__TASK TO COMPLETE__: Extract, verbatim, all lines starting at the one containing "Please put a dot on every instance of the soft" and ending with the final line of the listing, and no others.

[START OF MATERIAL TO PROCESS]

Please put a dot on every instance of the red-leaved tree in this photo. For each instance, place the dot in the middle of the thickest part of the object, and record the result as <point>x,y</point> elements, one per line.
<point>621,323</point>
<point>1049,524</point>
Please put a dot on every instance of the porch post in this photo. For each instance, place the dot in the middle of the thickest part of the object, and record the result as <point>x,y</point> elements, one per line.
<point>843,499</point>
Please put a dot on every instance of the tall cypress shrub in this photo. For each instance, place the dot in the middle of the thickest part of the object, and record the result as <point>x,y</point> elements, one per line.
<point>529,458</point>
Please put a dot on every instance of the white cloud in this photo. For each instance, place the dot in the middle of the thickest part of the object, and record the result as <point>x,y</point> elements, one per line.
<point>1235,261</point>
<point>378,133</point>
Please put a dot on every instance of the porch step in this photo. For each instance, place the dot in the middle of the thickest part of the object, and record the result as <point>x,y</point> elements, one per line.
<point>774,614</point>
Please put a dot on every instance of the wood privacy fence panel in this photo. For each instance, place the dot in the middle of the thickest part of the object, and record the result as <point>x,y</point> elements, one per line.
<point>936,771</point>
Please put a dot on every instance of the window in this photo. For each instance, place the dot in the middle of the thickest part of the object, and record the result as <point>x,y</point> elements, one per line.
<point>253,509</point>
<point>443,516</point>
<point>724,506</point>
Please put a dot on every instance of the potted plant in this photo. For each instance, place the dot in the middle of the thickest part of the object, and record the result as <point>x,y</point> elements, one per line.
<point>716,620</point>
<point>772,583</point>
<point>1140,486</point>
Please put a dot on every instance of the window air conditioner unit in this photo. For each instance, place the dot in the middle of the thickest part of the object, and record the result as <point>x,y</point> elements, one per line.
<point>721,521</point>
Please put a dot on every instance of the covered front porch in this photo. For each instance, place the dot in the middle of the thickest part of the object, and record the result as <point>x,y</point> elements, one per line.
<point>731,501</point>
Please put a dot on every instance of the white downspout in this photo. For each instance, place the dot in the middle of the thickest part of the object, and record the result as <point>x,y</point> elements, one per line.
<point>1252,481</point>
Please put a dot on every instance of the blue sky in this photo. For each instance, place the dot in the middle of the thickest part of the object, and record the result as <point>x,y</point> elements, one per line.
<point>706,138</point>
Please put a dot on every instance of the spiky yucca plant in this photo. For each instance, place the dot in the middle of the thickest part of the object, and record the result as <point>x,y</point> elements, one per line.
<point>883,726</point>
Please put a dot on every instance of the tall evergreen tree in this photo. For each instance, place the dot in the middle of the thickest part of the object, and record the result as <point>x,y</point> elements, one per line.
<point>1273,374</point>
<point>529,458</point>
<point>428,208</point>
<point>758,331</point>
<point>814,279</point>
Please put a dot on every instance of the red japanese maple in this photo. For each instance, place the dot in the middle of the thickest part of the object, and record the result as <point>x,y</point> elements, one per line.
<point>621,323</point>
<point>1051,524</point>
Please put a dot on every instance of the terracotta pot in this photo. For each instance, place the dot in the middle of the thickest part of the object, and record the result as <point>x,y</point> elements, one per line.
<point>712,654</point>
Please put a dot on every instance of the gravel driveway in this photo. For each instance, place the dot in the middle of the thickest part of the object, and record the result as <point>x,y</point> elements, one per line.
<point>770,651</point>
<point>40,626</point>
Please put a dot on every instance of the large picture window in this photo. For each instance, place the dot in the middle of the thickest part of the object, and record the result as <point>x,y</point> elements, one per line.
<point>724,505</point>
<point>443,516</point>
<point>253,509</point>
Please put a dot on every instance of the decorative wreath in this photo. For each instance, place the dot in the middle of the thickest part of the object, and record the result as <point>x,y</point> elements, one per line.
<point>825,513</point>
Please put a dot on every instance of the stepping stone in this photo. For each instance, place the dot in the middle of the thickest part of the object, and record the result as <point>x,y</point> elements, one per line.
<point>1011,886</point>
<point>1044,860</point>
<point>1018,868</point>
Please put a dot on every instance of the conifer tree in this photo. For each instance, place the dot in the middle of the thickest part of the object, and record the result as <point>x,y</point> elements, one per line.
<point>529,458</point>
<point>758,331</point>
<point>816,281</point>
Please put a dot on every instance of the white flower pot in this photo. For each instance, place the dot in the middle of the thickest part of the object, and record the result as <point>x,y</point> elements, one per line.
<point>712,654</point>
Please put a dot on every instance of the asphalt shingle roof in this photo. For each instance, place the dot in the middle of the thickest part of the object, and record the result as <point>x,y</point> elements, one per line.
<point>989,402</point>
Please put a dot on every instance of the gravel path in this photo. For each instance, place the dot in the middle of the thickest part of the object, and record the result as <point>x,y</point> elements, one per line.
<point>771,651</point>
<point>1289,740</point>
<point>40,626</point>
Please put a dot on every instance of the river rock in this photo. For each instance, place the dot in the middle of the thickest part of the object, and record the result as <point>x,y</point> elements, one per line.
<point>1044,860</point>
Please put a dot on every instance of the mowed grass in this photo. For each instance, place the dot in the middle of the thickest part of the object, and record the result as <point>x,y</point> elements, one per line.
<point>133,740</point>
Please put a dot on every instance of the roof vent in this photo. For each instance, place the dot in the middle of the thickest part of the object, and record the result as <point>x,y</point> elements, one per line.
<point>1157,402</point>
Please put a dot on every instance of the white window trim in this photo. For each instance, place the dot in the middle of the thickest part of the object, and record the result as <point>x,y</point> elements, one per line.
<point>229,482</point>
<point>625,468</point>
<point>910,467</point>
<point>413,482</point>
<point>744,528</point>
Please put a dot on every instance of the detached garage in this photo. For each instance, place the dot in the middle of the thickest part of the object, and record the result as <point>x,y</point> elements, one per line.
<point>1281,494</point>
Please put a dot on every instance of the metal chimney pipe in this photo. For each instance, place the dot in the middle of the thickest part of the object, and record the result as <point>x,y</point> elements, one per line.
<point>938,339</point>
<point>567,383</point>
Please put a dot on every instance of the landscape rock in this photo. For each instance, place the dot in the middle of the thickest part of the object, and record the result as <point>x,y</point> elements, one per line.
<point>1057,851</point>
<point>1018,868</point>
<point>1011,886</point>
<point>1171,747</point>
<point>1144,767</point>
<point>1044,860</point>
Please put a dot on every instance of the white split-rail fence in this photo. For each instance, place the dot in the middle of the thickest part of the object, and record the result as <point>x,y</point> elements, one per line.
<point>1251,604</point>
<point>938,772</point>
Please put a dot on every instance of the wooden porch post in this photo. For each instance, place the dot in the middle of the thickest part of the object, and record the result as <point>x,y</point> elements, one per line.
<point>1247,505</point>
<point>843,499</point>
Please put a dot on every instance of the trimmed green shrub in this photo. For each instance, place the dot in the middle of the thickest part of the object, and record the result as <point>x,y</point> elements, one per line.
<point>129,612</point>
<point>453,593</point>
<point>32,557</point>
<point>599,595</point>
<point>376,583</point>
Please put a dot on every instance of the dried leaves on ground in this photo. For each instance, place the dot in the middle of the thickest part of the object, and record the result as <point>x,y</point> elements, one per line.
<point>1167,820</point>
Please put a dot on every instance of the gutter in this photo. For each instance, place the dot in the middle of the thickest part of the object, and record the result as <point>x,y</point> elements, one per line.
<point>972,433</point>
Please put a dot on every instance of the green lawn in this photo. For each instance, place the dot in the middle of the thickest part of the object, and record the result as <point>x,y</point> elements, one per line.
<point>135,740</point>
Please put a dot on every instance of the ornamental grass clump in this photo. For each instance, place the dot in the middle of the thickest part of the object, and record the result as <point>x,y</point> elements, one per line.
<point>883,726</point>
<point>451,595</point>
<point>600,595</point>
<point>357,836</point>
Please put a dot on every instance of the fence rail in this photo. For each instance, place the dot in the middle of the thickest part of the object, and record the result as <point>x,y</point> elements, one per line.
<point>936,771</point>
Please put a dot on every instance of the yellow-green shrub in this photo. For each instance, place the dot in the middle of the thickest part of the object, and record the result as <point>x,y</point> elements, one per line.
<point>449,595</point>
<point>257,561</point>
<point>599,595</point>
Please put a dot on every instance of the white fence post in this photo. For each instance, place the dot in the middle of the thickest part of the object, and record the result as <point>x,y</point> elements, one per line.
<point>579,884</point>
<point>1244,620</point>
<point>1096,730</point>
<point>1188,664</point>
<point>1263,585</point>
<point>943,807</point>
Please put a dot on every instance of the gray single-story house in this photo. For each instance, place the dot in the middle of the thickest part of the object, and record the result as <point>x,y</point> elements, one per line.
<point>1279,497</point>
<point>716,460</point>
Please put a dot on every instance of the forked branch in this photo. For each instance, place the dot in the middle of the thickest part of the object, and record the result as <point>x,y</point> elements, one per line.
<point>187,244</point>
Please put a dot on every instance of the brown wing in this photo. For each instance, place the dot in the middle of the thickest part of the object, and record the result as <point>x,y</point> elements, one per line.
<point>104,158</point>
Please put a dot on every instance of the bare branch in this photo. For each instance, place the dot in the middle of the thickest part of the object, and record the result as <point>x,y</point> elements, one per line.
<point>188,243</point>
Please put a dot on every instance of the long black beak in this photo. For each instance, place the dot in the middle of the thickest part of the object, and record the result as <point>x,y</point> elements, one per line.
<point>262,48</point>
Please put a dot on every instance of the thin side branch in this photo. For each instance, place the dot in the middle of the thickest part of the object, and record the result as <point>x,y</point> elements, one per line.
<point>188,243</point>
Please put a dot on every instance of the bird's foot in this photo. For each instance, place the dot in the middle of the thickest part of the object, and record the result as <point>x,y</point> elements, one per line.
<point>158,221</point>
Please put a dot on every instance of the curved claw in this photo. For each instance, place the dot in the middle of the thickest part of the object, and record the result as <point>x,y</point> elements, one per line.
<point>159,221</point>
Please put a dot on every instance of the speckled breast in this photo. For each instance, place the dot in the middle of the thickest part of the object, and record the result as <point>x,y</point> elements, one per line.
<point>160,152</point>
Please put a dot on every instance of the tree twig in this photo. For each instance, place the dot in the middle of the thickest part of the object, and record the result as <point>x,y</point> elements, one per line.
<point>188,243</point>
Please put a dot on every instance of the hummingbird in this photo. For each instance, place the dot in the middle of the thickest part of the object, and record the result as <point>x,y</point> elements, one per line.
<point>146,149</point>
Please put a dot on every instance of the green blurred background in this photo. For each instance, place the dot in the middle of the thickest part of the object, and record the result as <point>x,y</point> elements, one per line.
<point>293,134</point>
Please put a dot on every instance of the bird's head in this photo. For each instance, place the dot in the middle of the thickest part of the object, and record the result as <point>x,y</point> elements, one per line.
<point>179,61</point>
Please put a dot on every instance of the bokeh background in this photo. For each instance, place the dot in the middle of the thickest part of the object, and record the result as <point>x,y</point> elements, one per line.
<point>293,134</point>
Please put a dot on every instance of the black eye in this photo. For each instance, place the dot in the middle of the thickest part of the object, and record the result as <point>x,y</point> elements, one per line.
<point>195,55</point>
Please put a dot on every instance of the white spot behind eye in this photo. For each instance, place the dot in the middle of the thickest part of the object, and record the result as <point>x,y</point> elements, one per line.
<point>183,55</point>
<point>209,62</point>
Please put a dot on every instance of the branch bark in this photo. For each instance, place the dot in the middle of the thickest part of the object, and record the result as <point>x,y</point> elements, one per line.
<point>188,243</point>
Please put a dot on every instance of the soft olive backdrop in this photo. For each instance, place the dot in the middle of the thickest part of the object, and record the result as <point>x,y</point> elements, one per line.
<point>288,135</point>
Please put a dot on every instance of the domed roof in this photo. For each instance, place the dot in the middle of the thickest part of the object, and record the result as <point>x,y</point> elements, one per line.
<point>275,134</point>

[END OF MATERIAL TO PROCESS]

__WORKED ANSWER__:
Please put a dot on every instance of the soft olive backdrop in this photo. For each instance, place the dot in the middle of the thickest part of the object, and record the result as <point>x,y</point> elements, one per line.
<point>288,135</point>
Please put a dot on every instance of the domed roof in this photo. For each instance, place the dot in the middle of the thickest part of the object, and record the result as <point>x,y</point> elements, one per line.
<point>275,134</point>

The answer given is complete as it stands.